* BEGIN Text block *
The action may include locking a user interface of at least one of
the plurality of devices. The action may include sending a message
to a user and/or sounding an audible alarm at any of the plurality
of devices. In an embodiment, user data may be obfuscated. For
example, a random encryption key may be generated and the action
may include encrypting user data stored on the first device with
the random encryption key and communicating the random encryption
key to a server.
[0011] A device for invoking an action in response to an occurrence
of an event may include a datastore portion, a processing portion,
a wireless communications portion, and a user interface portion.
* END Text block *
* BEGIN Excerpted records *
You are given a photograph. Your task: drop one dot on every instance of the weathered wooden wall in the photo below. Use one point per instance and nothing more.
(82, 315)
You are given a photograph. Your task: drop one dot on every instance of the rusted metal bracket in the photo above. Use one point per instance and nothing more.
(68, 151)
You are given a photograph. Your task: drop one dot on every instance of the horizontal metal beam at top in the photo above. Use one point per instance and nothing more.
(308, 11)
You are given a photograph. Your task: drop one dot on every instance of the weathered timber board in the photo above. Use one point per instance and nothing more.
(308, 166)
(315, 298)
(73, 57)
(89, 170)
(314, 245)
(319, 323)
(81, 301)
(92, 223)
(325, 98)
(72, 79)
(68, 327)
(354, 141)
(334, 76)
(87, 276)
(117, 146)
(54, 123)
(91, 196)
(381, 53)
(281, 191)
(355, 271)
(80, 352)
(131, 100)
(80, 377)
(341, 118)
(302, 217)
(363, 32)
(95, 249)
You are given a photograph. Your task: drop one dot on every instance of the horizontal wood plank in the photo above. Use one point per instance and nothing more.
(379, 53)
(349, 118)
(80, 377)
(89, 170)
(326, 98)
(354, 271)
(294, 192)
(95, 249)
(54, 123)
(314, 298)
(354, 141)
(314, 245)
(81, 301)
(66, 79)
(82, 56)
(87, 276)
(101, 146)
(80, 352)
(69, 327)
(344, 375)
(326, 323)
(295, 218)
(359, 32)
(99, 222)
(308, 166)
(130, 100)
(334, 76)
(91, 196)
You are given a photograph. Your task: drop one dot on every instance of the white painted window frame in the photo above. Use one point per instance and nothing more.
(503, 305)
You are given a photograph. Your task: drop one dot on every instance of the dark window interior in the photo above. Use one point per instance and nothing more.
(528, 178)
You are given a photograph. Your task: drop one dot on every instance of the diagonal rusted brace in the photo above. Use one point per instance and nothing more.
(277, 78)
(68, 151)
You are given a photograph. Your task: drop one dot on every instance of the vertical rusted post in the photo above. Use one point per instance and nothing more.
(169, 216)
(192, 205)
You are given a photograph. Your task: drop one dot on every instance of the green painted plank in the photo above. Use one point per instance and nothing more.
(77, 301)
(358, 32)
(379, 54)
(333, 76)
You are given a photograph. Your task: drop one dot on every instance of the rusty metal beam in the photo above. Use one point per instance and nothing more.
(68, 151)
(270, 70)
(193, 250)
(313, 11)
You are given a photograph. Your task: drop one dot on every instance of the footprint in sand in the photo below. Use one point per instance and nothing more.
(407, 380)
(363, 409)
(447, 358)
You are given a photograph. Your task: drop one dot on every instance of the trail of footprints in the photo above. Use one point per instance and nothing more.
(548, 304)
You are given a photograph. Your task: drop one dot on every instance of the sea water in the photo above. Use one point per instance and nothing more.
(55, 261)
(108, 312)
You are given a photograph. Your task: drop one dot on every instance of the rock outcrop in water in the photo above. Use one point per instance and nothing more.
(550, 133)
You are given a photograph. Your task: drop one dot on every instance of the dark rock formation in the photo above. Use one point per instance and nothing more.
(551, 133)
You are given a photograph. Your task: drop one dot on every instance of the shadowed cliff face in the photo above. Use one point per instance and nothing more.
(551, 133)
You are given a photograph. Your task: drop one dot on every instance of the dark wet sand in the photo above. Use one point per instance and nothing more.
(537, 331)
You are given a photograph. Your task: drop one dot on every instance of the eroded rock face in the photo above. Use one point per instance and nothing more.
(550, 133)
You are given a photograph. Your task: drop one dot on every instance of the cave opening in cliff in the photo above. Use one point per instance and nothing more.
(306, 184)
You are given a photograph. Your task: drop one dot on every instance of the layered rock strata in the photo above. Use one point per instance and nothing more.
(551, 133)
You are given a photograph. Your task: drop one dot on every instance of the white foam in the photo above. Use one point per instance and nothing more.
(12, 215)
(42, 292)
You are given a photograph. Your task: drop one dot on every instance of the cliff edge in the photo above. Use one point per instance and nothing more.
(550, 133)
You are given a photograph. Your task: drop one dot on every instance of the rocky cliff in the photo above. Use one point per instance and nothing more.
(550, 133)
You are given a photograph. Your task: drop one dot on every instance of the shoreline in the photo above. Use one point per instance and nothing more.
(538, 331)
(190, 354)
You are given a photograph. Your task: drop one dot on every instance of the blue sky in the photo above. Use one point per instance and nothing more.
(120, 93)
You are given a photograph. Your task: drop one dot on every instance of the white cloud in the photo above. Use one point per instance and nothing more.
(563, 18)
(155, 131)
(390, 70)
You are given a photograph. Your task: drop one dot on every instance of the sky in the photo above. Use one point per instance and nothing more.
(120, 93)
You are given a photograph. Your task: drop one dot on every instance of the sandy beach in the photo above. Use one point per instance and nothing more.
* END Excerpted records *
What to do
Translate this sentence from the text on device actions into Spanish: "The action may include locking a user interface of at least one of the plurality of devices." The records play no part in what comes next.

Exercise answer
La acción puede incluir bloquear una interfaz de usuario de al menos uno de la pluralidad de dispositivos.